■ EXTRACT PROVIDED
==============================
Add pipeline dataset property to track data lineage

holoviz · Sep 17, 2019 · b32522a · b32522a
1 parent b20132f
commit b32522a
Show file tree

Hide file tree

Showing 10 changed files with 752 additions and 218 deletions.
diff --git a/holoviews/core/data/__init__.py b/holoviews/core/data/__init__.py
@@ -5,16 +5,19 @@
 except ImportError:
     pass
 
+import types
+import copy
 import numpy as np
 import param
+from param.parameterized import add_metaclass, ParameterizedMetaclass
 
 from .. import util
 from ..accessors import Redim
 from ..dimension import Dimension, process_dimensions
 from ..element import Element
-from ..ndmapping import OrderedDict
+from ..ndmapping import OrderedDict, MultiDimensionalMapping
 from ..spaces import HoloMap, DynamicMap
-from .interface import Interface, iloc, ndloc, DataError
+from .interface import Interface, iloc, ndloc
 from .array import ArrayInterface
 from .dictionary import DictInterface
 from .grid import GridInterface
@@ -155,6 +158,7 @@ def __call__(self, new_type, kdims=None, vdims=None, groupby=None,
         if len(kdims) == selected.ndims or not groupby:
             # Propagate dataset
             params['dataset'] = self._element.dataset
+            params['pipeline'] = self._element._pipeline
             element = new_type(selected, **params)
==============================
■ EXTRACTED MATERIAL
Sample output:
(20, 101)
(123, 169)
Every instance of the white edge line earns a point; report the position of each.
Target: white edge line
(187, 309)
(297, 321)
==============================
■ PARTS OF THE EXERCISE
1 - How many files does the commit page say were changed?
2 - Write out the commit page from "Add pipeline dataset" up to and including "and 218 deletions.".
3 - Summarize the commit page in two sentences.

■ ANSWERS TO THE TASKS
1 - Ten files were changed.

2 -
Add pipeline dataset property to track data lineage

holoviz · Sep 17, 2019 · b32522a · b32522a
1 parent b20132f
commit b32522a
Show file tree

Hide file tree

Showing 10 changed files with 752 additions and 218 deletions.

3 - The commit, dated Sep 17, 2019, adds a pipeline dataset property to track data lineage and changes 10 files with 752 additions and 218 deletions. In holoviews/core/data/__init__.py it adds imports such as types, copy, add_metaclass and MultiDimensionalMapping, drops the DataError import, and propagates the element's _pipeline alongside its dataset.